» **Исходный текст**
# # #

В эти дни в Париж тайно прибыл известный итальянский революционер Джузеппе Маццини. Не только в Италии, но и во Франции, и в Англии у него были приверженцы и поклонники в разных кругах общества, и это дало ему возможность остановиться в одном из аристократических особняков Парижа. Отличная конспирация!

Что-то скорбное было в аскетическом лице Маццини. Он дружески приветствовал Герцена. Они любили друг друга, несмотря на политическое разномыслие. Каждый уважал в другом революционный дух и чистоту помыслов. Преданность единомышленников Маццини своему вождю была так велика, что они, как свидетельствует Герцен, шли на казнь с возгласом: «Да здравствует Италия! Да здравствует Маццини!»

Одно время Герцен считал Маццини стихийным социалистом. Это одно из любопытных заблуждений Герцена. Он говорил, что Маццини был социалистом прежде социализма, но сделался его врагом, когда социализм стал становиться новой революционной силой. Политическое честолюбие Маццини было непомерно: освобожденная Италия по его замыслу только начало, а в дальнейшем посредством Италии будет освобождено человечество. Ex Italiae — lux![15]

Полемизируя с социалистами, Маццини назвал Прудона в одной брошюрке «демоном». Прудон отомстил ему тем, что назвал его в своей брошюрке «архангелом».

Но заботы о человечестве — это в дальнейшем. А сейчас Маццини, как и Гарибальди, борется за свободу Италии и за сплочение ее в единое государство. Это были передовые помыслы, и Герцен был всецело за них. Он не заглядывал за этот предел сознательно, ибо дальше началось бы расхождение. А Герцен не хотел становиться в оппозицию ни к Маццини, ни к Гарибальди. Но ведь и между ними были противоречия, хотя Гарибальди называл Маццини «maestro», то есть «учитель». При этом он говорил:

— Я готов служить папе, королю, черту, лишь бы он делал наше дело.

# # #

» **Перечень строк**

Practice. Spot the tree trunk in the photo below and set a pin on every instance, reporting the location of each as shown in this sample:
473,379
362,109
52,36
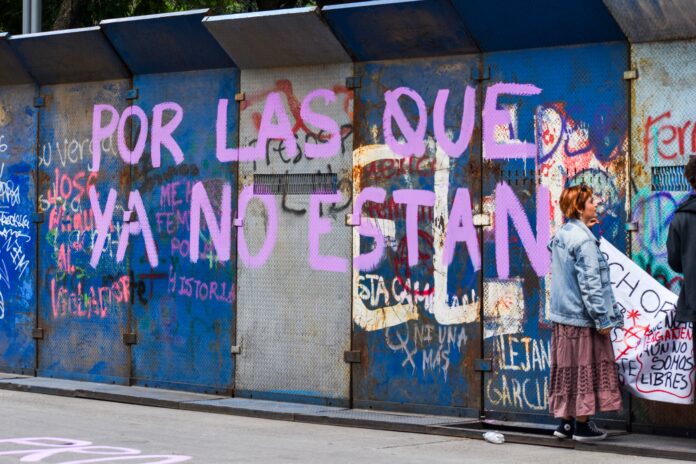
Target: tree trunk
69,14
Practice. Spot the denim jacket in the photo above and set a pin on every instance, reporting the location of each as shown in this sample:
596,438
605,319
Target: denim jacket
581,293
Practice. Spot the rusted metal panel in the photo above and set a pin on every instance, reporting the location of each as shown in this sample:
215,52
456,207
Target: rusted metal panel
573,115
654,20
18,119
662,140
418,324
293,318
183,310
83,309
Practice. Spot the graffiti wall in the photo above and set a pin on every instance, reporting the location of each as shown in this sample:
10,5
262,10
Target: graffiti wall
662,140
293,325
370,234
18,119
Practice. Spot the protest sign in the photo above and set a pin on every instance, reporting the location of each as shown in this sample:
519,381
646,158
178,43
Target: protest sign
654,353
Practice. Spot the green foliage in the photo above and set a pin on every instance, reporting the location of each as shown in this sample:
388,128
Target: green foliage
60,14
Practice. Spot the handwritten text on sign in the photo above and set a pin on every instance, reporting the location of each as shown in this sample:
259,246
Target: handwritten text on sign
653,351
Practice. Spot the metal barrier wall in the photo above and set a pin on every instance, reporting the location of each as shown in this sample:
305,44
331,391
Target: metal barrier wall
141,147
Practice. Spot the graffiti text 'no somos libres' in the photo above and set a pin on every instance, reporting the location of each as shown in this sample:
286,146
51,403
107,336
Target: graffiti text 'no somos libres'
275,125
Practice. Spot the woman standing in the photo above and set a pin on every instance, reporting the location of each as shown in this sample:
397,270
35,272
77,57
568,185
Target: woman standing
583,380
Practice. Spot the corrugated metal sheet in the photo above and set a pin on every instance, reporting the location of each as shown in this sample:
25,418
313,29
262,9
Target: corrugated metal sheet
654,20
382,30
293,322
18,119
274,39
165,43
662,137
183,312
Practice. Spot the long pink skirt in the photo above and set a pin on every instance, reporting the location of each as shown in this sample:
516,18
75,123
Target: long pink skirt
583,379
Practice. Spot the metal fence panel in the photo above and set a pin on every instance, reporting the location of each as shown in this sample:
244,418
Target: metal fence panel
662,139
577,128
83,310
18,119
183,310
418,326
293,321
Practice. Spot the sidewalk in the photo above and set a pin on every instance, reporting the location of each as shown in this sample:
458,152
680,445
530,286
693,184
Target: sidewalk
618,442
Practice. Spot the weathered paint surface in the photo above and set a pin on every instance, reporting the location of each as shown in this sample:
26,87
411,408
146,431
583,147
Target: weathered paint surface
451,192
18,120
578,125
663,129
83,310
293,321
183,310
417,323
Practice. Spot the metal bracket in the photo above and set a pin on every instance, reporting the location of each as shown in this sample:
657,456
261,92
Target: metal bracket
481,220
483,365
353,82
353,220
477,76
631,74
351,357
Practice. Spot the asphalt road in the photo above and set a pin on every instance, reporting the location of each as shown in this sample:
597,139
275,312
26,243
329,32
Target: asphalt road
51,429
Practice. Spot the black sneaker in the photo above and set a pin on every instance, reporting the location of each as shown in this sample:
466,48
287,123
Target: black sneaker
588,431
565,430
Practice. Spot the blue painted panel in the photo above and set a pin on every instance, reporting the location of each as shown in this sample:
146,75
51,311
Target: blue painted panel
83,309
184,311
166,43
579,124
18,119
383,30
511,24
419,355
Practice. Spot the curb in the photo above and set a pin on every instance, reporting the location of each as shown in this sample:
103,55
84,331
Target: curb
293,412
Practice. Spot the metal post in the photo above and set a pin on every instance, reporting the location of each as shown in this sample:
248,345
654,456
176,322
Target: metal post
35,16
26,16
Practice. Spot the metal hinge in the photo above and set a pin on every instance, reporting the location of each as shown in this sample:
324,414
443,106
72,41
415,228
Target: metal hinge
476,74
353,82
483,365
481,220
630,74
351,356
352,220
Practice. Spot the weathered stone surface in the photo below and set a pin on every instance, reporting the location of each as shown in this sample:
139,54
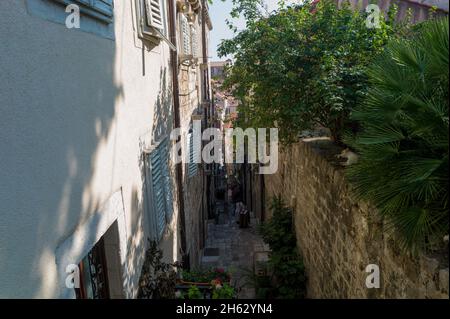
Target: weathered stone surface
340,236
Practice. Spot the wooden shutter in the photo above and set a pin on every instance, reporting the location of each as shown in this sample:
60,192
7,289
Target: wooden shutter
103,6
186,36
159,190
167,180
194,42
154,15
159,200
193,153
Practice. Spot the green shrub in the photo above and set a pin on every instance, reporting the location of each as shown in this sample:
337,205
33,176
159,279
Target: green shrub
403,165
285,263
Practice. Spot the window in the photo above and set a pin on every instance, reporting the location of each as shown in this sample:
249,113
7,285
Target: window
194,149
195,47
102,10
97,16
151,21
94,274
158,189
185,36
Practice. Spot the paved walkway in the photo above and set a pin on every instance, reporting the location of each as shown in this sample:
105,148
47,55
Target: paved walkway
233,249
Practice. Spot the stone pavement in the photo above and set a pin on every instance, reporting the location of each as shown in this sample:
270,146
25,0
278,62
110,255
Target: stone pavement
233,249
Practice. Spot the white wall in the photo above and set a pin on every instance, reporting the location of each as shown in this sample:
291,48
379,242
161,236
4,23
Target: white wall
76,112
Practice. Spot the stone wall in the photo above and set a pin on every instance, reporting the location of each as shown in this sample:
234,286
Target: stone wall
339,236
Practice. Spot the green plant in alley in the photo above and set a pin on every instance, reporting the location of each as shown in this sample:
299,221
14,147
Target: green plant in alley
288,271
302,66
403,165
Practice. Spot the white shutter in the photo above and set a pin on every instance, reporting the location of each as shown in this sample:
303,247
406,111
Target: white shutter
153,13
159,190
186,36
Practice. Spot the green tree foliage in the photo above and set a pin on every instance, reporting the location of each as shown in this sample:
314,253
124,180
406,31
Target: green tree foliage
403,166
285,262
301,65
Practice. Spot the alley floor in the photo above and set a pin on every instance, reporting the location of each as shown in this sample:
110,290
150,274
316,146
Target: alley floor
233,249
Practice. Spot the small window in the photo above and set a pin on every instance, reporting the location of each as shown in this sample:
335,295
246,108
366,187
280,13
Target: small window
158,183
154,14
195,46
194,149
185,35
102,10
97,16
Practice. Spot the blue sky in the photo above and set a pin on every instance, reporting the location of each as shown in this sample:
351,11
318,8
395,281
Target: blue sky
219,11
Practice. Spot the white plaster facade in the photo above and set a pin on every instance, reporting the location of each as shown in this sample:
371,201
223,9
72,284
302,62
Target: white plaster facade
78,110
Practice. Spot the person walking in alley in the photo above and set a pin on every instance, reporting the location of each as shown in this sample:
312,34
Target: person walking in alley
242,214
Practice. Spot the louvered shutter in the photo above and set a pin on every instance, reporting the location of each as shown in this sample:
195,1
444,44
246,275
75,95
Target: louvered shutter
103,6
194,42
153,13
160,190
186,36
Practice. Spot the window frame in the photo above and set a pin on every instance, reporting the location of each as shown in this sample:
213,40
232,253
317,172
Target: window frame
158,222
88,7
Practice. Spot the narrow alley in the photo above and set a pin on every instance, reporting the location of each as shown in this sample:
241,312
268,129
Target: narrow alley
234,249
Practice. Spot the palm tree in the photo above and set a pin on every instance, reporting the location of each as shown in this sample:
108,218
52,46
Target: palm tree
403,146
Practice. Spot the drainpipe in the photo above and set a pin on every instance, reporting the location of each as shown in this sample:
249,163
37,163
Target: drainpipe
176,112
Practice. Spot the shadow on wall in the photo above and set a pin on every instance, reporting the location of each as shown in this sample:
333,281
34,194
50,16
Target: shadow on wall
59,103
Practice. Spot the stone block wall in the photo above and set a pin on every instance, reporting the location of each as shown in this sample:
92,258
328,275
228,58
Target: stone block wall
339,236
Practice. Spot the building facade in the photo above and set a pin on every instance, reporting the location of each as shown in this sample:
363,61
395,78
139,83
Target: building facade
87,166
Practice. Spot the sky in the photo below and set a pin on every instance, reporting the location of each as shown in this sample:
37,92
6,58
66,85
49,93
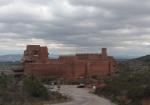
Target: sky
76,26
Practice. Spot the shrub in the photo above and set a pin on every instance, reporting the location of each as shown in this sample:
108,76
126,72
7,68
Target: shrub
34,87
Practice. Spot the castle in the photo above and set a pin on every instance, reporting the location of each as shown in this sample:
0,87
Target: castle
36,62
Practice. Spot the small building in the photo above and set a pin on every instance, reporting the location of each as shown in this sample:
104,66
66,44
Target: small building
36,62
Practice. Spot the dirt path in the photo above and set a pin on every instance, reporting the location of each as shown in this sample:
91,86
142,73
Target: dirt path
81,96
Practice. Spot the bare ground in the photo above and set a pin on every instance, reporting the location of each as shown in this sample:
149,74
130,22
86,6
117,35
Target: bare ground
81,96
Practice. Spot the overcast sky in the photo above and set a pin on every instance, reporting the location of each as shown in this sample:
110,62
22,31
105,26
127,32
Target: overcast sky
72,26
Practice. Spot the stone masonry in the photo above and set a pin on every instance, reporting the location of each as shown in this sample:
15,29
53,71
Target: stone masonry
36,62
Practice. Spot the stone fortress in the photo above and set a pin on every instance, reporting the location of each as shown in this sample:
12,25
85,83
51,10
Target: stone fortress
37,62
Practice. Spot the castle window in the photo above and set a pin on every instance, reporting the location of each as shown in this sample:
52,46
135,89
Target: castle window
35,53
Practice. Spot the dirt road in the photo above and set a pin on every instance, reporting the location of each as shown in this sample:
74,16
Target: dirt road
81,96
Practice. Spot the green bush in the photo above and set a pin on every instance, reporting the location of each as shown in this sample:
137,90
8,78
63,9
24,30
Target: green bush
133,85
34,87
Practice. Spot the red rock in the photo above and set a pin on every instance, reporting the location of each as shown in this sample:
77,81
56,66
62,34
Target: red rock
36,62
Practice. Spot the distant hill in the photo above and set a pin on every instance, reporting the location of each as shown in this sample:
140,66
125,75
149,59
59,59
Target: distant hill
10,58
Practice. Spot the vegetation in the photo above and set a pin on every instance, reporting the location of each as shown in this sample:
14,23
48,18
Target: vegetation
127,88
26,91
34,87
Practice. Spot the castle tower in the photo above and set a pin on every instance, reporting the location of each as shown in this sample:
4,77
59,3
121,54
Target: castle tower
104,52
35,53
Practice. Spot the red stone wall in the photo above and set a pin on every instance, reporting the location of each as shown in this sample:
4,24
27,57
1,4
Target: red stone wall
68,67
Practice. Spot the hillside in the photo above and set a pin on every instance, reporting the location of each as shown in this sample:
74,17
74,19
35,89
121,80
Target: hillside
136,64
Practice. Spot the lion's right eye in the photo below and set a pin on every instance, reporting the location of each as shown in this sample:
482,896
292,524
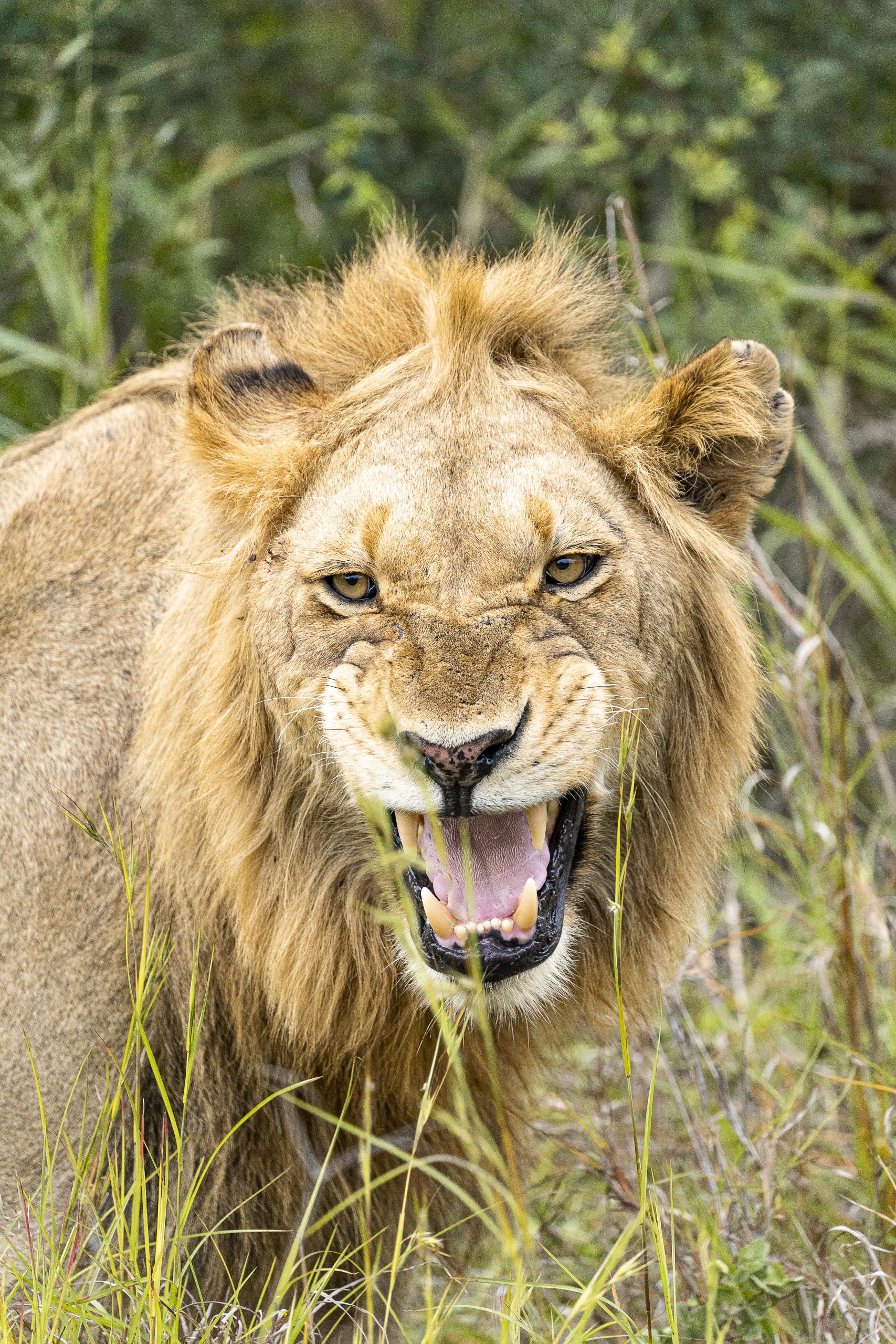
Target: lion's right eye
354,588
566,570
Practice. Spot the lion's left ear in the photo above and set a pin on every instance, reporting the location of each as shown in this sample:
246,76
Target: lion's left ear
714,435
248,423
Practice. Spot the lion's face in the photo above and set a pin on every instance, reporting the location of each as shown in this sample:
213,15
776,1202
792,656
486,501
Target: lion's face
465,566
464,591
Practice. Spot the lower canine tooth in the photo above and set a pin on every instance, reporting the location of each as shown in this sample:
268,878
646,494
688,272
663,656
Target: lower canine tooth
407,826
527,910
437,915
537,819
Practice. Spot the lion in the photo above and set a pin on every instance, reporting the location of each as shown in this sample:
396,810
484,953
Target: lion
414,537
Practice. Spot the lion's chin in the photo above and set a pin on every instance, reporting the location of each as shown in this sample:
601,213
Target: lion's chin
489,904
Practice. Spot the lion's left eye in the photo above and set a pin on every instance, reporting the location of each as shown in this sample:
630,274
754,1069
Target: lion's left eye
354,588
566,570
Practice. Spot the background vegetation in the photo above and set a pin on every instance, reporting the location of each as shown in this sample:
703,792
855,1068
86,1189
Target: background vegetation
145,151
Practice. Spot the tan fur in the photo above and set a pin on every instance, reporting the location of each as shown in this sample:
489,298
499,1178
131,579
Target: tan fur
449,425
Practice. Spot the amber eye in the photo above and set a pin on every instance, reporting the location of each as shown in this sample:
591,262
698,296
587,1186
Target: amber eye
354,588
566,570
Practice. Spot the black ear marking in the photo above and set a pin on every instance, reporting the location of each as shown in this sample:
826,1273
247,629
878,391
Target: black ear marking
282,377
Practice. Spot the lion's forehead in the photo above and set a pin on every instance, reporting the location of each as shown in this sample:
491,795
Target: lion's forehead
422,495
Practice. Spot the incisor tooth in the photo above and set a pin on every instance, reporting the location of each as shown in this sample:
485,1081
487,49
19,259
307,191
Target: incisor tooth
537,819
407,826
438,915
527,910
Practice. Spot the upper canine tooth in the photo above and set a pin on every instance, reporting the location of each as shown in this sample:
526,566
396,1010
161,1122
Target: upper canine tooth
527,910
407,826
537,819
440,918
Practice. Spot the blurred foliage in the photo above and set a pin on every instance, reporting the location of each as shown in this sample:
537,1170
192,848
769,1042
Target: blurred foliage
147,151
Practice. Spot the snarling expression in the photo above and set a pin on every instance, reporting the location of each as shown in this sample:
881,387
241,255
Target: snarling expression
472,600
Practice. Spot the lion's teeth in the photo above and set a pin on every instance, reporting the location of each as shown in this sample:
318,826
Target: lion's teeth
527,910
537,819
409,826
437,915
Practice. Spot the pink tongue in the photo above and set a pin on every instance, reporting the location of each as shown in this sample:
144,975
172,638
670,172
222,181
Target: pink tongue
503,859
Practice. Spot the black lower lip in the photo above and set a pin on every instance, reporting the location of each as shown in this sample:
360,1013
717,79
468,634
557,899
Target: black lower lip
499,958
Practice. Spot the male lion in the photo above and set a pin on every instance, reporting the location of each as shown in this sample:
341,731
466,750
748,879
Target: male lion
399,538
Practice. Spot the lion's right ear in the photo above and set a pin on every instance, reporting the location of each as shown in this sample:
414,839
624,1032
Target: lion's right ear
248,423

# # #

» **Задания**
1) Ответьте по тексту на вопросы:
(а) В каком доме остановился Маццини в Париже?
(б) Каким словом Маццини назвал Прудона в брошюрке?
(в) Как Гарибальди называл Маццини?
2) Перепишите без изменений всё из строк, начиная со строки, в которой есть «Practice. Spot the male», и до самого конца строк, включая обе границы.
Строки никак не связаны с текстом.

» **Ответы**
1)
(а) В одном из аристократических особняков Парижа.
(б) «Демоном».
(в) «Maestro», то есть «учитель».

2)
Practice. Spot the male lion in the photo above and set a pin on every instance, reporting the location of each as shown in this sample:
341,731
466,750
748,879
Target: male lion
399,538
Practice. Spot the lion's right ear in the photo above and set a pin on every instance, reporting the location of each as shown in this sample:
414,839
624,1032
Target: lion's right ear
248,423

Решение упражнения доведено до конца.